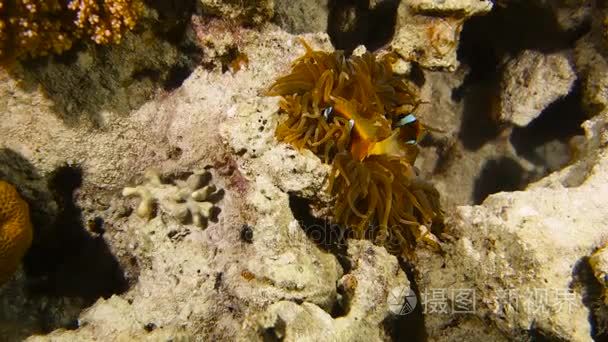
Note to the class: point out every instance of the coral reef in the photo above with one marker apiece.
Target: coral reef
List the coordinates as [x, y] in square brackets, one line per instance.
[355, 114]
[15, 230]
[189, 200]
[294, 275]
[30, 28]
[529, 70]
[599, 264]
[248, 11]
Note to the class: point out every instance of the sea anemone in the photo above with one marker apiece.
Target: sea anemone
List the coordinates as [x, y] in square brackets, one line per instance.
[356, 114]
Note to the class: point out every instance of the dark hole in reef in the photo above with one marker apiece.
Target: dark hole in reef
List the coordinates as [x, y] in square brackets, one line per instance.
[174, 16]
[485, 42]
[327, 236]
[146, 73]
[352, 23]
[559, 121]
[66, 260]
[504, 174]
[408, 327]
[592, 291]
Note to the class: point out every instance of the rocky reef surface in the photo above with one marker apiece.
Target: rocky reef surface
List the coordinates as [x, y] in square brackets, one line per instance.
[228, 238]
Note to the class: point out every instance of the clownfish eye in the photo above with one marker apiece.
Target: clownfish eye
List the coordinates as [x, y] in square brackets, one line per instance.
[351, 124]
[328, 113]
[406, 120]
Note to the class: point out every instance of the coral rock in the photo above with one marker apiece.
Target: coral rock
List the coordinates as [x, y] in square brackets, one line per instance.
[15, 230]
[189, 199]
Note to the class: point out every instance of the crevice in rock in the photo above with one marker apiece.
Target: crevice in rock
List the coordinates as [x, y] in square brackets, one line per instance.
[327, 236]
[353, 22]
[409, 327]
[591, 290]
[65, 259]
[559, 122]
[503, 174]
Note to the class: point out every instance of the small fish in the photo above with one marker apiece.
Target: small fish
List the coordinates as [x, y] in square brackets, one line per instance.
[410, 128]
[328, 113]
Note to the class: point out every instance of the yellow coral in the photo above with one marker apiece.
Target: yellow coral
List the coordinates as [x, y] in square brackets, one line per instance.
[30, 28]
[15, 230]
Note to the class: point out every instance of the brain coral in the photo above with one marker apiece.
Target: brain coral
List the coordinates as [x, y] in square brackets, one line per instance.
[30, 28]
[15, 230]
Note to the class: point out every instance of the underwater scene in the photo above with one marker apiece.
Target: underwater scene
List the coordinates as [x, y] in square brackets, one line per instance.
[303, 170]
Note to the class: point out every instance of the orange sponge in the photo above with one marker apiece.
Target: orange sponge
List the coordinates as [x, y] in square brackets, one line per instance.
[15, 230]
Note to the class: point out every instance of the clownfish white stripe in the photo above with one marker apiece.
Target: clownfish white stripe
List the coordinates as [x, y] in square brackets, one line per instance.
[408, 119]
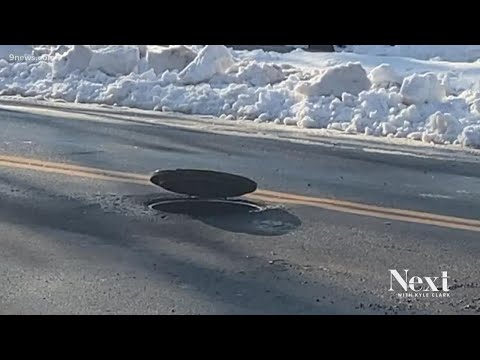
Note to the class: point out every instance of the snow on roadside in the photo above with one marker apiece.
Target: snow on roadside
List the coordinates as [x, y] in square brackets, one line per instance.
[461, 53]
[431, 101]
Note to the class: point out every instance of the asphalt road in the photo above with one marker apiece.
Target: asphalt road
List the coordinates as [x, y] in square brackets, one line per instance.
[80, 241]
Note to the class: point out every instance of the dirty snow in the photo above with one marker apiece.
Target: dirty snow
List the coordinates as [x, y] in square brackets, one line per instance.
[384, 95]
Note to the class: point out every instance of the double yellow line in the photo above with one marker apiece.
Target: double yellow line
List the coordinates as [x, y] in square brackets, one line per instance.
[259, 195]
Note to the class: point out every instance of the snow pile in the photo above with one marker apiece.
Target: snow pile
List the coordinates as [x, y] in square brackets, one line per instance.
[434, 103]
[385, 75]
[177, 57]
[76, 58]
[115, 60]
[417, 89]
[213, 59]
[424, 52]
[350, 78]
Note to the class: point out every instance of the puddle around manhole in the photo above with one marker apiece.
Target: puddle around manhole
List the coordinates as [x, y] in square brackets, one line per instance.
[199, 207]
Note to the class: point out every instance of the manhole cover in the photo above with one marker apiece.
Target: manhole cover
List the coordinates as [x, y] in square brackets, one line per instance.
[199, 207]
[203, 183]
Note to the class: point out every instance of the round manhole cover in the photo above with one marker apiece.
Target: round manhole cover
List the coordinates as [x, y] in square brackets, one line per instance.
[199, 207]
[203, 183]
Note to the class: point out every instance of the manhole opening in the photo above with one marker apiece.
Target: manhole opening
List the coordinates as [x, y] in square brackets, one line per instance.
[203, 184]
[205, 207]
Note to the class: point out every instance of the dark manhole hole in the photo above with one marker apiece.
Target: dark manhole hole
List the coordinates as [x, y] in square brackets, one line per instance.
[208, 207]
[203, 183]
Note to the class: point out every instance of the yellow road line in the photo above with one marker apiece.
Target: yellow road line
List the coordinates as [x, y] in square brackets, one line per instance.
[261, 195]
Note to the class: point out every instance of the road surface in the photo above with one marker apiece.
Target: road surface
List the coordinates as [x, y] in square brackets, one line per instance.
[77, 236]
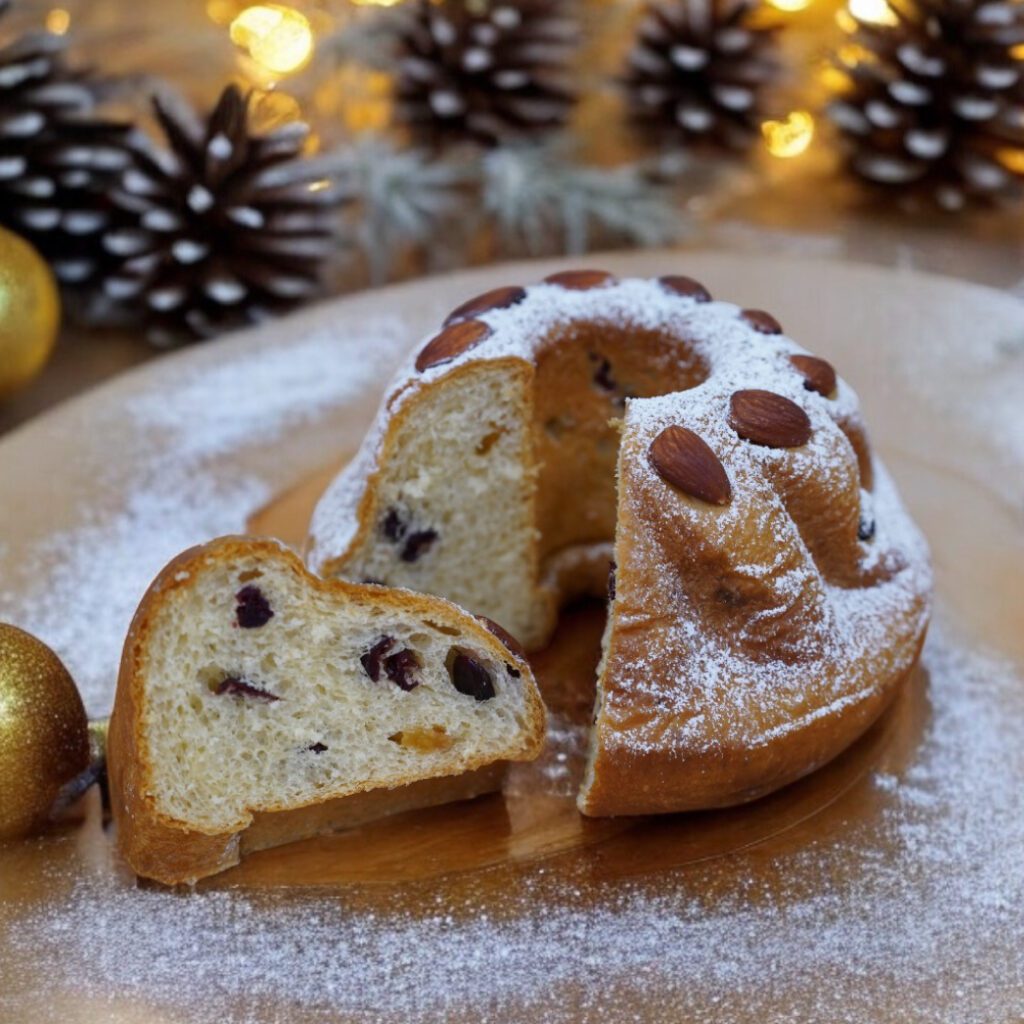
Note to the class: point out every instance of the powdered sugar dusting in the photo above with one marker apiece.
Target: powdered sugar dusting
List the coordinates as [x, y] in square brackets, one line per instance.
[916, 909]
[853, 636]
[176, 497]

----------------

### Task requirements:
Revise the items from the line containing "the dark manhole" through the end of the items, replacing "road surface" with "asphalt surface" and leaving everything else unchanged. Omit the pictures from your answer.

### Answer to the exercise:
Note to the class: point out every instance of the dark manhole hole in the photo above with one marker apiece.
Target: dark manhole hole
List the coordinates as [x, y] in square brackets, one line per instance.
[208, 207]
[203, 183]
Note to the class: point out every instance of the yellow road line in the photo above with one marker apiece.
Target: yellow road line
List the coordinates as [x, y] in square brackets, one line per instance.
[261, 195]
Note to the class: point out every instance of the asphalt surface in the photo above with one marker apiece.
Target: asphalt surface
List the coordinates as [x, y] in square brackets, one line per instance.
[77, 236]
Note to the class: point out every instance of the powdered sugar dusting in the photo above with one marker apiece.
Target: powdered sugar dusting
List the coordinates as [x, y] in square brackets, one line per instance.
[916, 909]
[853, 636]
[176, 497]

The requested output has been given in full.